• _Task item_
Report how many lines in the records below contain the word "instance". Give only the number.

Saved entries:
——

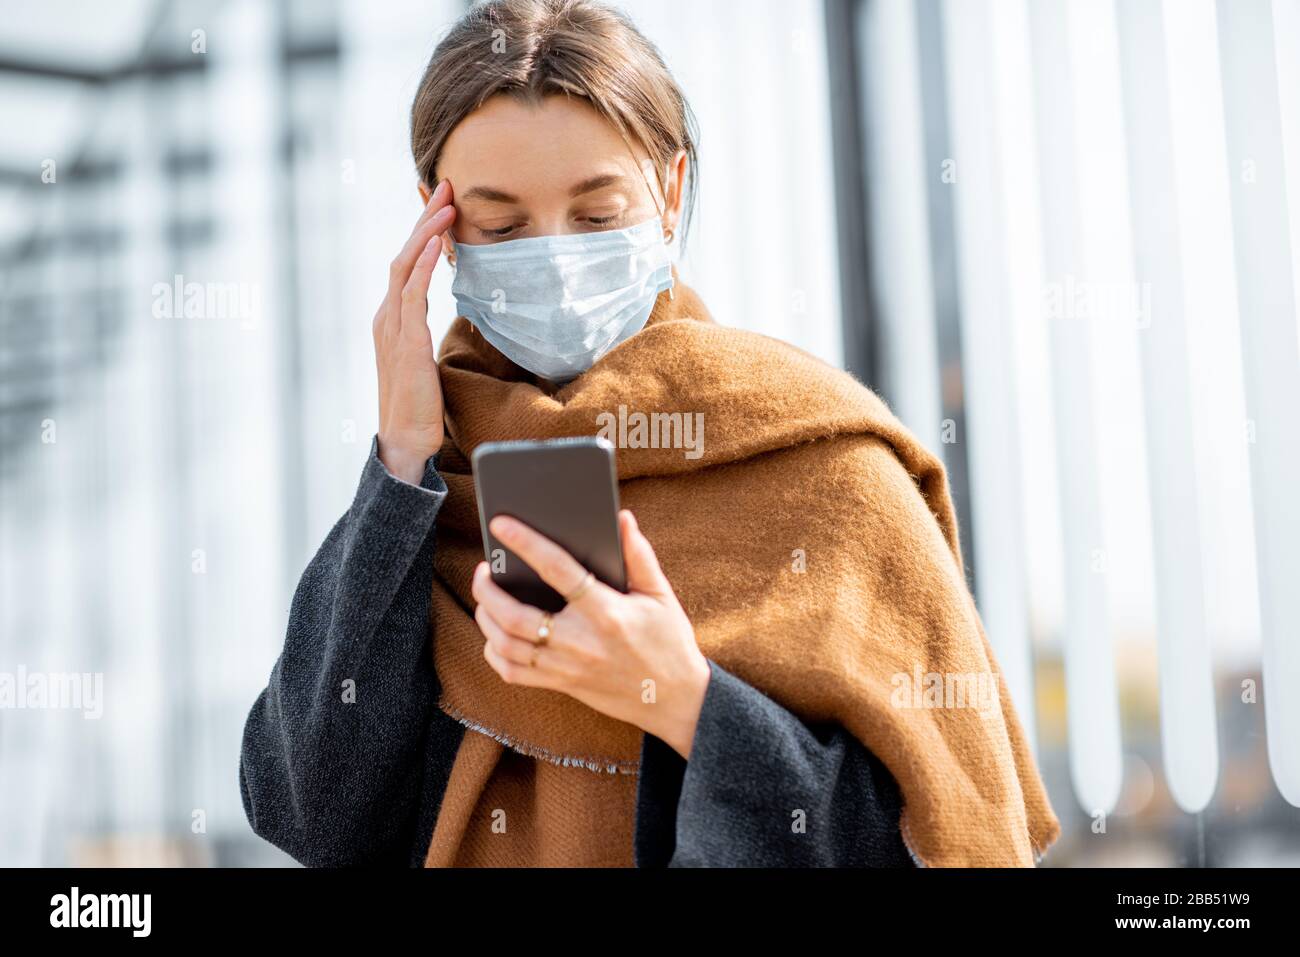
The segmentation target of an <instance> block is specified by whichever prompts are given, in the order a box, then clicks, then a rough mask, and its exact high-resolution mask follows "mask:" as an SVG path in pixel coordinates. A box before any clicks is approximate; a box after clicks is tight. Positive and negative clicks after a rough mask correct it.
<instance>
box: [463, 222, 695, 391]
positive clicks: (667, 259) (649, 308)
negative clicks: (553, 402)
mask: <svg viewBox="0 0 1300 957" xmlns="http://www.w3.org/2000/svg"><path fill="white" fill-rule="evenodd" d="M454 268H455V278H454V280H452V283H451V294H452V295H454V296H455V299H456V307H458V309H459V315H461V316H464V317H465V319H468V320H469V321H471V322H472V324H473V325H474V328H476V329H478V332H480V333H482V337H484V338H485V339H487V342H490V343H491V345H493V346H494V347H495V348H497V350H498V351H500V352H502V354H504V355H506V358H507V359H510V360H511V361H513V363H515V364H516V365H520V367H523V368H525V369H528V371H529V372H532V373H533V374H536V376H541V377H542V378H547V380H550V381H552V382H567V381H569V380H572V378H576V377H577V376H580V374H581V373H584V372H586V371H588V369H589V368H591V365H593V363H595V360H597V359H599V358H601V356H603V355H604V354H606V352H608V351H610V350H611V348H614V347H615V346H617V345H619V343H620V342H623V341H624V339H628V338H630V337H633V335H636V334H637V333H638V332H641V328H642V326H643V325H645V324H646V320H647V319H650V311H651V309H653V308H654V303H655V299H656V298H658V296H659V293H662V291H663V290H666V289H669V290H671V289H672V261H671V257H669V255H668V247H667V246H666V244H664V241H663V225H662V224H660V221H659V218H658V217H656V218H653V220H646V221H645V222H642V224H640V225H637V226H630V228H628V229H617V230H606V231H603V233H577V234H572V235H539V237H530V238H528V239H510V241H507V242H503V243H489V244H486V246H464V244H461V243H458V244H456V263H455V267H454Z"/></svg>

——

• _Response_
2